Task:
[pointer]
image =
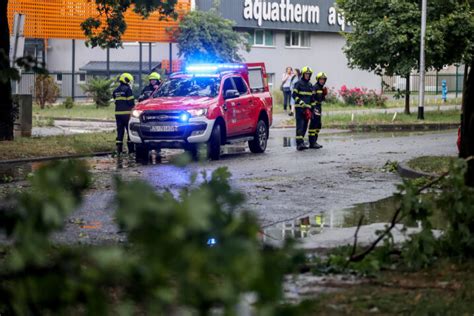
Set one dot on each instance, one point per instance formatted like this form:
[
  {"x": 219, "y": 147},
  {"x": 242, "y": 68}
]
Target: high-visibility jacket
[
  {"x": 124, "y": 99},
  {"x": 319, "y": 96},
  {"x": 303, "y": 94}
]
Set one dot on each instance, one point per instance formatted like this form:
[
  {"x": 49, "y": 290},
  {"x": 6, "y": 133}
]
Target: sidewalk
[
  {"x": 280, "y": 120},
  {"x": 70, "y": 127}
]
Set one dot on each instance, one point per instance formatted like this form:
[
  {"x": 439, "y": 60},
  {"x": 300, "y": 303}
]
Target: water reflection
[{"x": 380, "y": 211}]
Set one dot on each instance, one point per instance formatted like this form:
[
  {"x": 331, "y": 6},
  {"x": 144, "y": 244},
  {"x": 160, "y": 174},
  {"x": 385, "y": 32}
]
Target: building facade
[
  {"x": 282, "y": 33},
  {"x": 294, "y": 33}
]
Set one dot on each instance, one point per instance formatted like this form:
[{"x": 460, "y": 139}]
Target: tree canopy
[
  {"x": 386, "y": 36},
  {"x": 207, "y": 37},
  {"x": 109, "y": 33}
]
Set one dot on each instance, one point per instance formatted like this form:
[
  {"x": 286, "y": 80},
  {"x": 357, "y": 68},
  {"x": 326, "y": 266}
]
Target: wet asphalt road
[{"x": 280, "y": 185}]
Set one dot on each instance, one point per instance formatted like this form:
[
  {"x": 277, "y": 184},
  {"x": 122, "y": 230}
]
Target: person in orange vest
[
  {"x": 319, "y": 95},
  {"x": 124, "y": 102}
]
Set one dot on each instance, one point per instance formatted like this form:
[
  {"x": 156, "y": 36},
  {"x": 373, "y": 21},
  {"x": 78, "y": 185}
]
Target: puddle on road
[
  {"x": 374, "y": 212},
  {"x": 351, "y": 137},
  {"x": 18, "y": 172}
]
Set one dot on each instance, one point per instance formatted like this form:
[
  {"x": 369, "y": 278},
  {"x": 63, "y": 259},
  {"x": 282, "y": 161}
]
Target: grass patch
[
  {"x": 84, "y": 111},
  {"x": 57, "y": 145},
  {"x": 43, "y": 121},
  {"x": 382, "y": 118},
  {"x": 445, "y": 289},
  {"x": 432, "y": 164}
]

- - - - - - -

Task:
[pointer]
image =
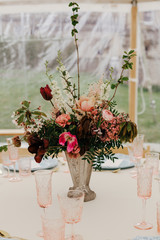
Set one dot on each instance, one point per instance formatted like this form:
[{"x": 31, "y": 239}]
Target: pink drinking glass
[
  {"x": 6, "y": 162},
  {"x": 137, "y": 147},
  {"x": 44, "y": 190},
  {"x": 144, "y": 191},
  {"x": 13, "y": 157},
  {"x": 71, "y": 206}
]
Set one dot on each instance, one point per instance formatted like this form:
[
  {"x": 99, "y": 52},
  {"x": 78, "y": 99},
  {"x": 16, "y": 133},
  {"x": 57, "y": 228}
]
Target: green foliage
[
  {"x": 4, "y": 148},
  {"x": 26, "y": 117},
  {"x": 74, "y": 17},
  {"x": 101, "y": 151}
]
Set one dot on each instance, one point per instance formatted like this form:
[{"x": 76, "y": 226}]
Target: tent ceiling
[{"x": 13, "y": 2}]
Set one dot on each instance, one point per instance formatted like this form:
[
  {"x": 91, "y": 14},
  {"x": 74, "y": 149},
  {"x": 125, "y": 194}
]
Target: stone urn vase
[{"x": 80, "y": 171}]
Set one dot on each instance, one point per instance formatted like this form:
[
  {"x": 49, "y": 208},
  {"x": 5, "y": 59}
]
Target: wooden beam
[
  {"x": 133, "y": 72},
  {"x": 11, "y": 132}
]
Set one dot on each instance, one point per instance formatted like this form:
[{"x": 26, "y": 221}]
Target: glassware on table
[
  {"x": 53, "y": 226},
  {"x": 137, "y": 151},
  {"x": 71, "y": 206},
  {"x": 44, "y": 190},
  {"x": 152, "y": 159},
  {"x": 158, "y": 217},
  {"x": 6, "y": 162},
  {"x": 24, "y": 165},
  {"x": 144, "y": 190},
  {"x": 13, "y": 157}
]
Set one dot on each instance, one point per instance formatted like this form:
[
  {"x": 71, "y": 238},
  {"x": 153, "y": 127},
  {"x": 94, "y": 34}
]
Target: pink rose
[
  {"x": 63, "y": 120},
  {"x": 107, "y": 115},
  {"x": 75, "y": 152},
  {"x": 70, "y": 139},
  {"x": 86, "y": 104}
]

- - - - - - -

* _GIVEN PROBLEM_: Pull out every line from the data above that contains the word "pink" and list those lines in their original order.

* _COMPLETE OUTPUT_:
Target: pink drinking glass
Target: pink rose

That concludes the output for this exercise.